_Given task_
Extract, exactly as written, the line that contains "the fruit stem" and all lines after it through the end of the records. Omit pictures.

Start Data rows

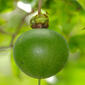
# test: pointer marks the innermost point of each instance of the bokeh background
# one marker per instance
(66, 17)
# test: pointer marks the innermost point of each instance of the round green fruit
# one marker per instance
(40, 53)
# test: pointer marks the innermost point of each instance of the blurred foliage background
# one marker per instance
(66, 17)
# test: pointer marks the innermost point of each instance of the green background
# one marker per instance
(66, 17)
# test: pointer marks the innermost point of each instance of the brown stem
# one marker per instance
(39, 7)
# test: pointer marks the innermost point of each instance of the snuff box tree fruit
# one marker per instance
(40, 53)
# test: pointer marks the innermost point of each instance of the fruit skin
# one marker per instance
(40, 53)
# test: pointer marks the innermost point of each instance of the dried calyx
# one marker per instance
(40, 21)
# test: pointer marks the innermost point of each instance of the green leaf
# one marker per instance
(82, 3)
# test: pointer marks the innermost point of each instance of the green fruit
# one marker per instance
(40, 53)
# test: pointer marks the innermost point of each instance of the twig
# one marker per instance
(18, 29)
(39, 7)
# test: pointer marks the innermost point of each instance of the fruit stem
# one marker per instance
(39, 81)
(39, 7)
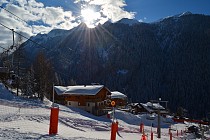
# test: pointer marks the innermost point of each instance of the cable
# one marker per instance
(36, 44)
(12, 14)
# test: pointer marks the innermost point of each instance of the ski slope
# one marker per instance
(29, 119)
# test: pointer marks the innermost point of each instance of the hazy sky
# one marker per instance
(153, 10)
(44, 15)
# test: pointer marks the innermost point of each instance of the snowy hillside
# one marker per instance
(28, 119)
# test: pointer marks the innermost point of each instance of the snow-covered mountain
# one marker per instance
(167, 59)
(128, 21)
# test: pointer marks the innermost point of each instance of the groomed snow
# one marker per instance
(117, 94)
(29, 119)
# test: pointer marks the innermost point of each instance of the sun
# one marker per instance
(90, 17)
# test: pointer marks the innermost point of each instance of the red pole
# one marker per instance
(170, 136)
(151, 135)
(53, 130)
(114, 128)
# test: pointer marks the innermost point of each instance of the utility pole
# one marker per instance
(18, 69)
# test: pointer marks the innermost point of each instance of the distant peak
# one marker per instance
(128, 21)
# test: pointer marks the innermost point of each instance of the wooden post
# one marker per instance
(151, 135)
(141, 128)
(53, 130)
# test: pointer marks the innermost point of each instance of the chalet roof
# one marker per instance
(152, 107)
(117, 94)
(78, 90)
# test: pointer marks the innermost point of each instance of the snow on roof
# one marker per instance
(151, 107)
(117, 94)
(78, 90)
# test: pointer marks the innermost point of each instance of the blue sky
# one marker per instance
(41, 16)
(154, 10)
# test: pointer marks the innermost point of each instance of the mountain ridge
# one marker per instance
(167, 59)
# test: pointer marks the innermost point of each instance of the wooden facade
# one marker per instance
(94, 104)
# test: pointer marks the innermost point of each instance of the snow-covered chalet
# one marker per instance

End Data rows

_Output of the exercise_
# test: pointer marks the innermost point of each instance of the fruit stem
# one marker per instance
(39, 81)
(39, 7)
# test: pointer marks the innermost point of each instance of the cable
# one marker per instance
(36, 44)
(12, 14)
# test: pointer marks the innermost point of each instance of the ski slope
# one marker per instance
(29, 119)
# test: pointer marks the innermost point of each instance of the hazy sky
# one marker per instance
(153, 10)
(44, 15)
# test: pointer marks the innermost point of each instance of the snowy hillside
# one marker per instance
(28, 119)
# test: pointer marks the innermost point of each instance of the snow-covered mountain
# one marker per instance
(167, 59)
(128, 21)
# test: pointer marks the innermost point of each instance of the groomed snow
# one marker per instance
(117, 94)
(29, 119)
# test: pointer marks the innermost point of each instance of the sun
# one marker per instance
(90, 17)
# test: pointer marks the innermost point of each instance of the red pole
# one marker per instance
(170, 136)
(151, 135)
(53, 130)
(114, 128)
# test: pointer marks the innermost point of each instance of the utility pole
# one marker per instance
(18, 69)
# test: pointer marks the innermost point of each instance of the distant peak
# one marker per instance
(128, 21)
# test: pointer marks the innermost point of each instance of the wooden post
# one marker per instance
(151, 135)
(141, 128)
(53, 130)
# test: pointer marks the innermost point of each instance of the chalet roof
# one marker per instance
(152, 107)
(117, 94)
(78, 90)
# test: pointer marks the innermost point of each instance of the snow on roof
# one marker per instance
(151, 107)
(117, 94)
(78, 90)
# test: pointer marks the innermost point of each instance of the blue sky
# one marker per instance
(41, 16)
(154, 10)
# test: pointer marks the innermost point of each instance of the mountain ridge
# one marker per instance
(167, 59)
# test: pointer marks the innermost point of each instance of the wooden facade
# one marker per instance
(94, 104)
# test: pointer marks the innermost point of each instance of the snow-covered chalet
# one marker per instance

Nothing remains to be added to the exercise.